Records from a data collection
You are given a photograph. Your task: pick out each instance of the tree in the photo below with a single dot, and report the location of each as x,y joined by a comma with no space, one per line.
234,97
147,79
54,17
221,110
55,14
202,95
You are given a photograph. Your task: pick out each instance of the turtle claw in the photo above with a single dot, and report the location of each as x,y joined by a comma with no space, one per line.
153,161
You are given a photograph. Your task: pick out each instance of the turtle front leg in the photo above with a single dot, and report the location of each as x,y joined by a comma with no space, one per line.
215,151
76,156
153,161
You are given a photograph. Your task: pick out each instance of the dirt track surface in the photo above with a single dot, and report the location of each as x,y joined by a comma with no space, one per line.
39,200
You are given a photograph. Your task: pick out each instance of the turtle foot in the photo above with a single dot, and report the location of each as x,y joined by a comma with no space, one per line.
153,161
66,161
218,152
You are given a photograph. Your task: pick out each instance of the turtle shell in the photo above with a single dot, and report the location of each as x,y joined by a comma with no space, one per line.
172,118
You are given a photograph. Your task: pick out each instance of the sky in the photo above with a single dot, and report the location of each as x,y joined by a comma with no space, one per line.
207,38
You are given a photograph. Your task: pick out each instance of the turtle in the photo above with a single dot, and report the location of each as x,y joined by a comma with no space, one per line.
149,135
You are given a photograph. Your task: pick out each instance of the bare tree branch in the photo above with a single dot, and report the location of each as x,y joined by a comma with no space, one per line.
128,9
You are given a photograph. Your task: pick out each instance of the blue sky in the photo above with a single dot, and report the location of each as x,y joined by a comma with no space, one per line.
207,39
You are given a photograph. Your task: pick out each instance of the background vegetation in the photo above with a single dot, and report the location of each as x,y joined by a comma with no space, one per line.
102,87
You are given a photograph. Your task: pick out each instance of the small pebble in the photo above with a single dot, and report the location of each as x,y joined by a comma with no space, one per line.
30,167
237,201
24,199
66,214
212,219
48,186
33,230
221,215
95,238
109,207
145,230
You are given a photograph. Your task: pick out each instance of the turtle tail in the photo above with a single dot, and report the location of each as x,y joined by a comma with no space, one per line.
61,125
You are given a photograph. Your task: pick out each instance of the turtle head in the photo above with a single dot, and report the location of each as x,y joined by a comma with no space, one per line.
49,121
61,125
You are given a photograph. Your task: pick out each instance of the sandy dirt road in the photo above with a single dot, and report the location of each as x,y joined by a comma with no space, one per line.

TASK BRIEF: From the first record to the last, print each one exactly.

SOLUTION FOR THIS PROBLEM:
You are given a photograph. Your task: pick out each instance of the tree in the photo below with a single dot, and report the location of each as x,y joined by a comma with no space, one per line.
234,97
147,79
54,17
221,110
55,14
202,95
You are given a photograph. Your task: pick out each instance of the turtle claw in the photo above with a single dot, and report the location of each as x,y joined by a comma with no space, one per line.
153,161
You are given a photograph. Your task: pick out each instance of the turtle front leg in the photo above with a single dot, and report the location of each as x,y joined by a comma with no space, one per line.
215,151
76,156
153,161
You are given a photograph. Your task: pick out each instance of the dirt track surface in the photo above with a single dot, and report the location of each as x,y joined by a comma with no space, one per line.
39,200
You are given a photograph. Your task: pick out each instance of the turtle foot in the photo above with a single dot, and report the location of each as x,y joined by a comma with no space, one per line.
153,161
66,161
218,152
You are given a photograph. Your task: pick out each instance of the turtle shell in the photo above with a single dot, and report the location of each as x,y joined by a comma with no space, one per line.
172,118
You are given a photograph. Your task: pick out each instance of the sky in the photo above with a single dot, and report the location of each as x,y joined by a comma with no space, one per line.
207,38
You are given a photograph. Your task: pick out each instance of the turtle in the photo above with a single dot, and report the location of each as x,y joined by a comma with no space, one per line.
149,135
You are given a photograph. Your task: pick out each instance of the bare tree branch in the photo above with a single dot, and report the location of each as x,y joined by a comma with no space, one per line.
128,9
You are given a photograph. Your task: pick out each instance of the blue sky in the photo above with a single dot, and report the location of each as x,y joined by a comma with no space, one per line.
207,39
You are given a photograph. Your task: pick out each instance of the background vegetation in the photo above with a single dot, and report the location of each as x,y joined by a comma with no space, one per line.
102,87
You are given a photograph. Your task: pick out each instance of the small pebble in the photo above with a single dot, and report the location of each as x,y joined by a comma with no space, one per line.
30,167
237,201
24,199
66,214
212,219
48,186
33,230
221,215
95,238
109,207
145,230
You are given a photograph. Your task: pick out each instance of the turtle tail in the photo above with a single dot, and report the location of each as x,y joined by a comma with no space, one per line.
61,125
You are given a photograph. Your task: pick out each instance of the turtle head in the photo above with a single dot, and report the location of each as x,y joined by a comma with no space, one per line.
49,121
61,125
You are given a photograph. Your task: pick out each instance of the sandy dirt road in the photo above with a single dot, and report the location of each as x,y joined by a comma with no space, one per line.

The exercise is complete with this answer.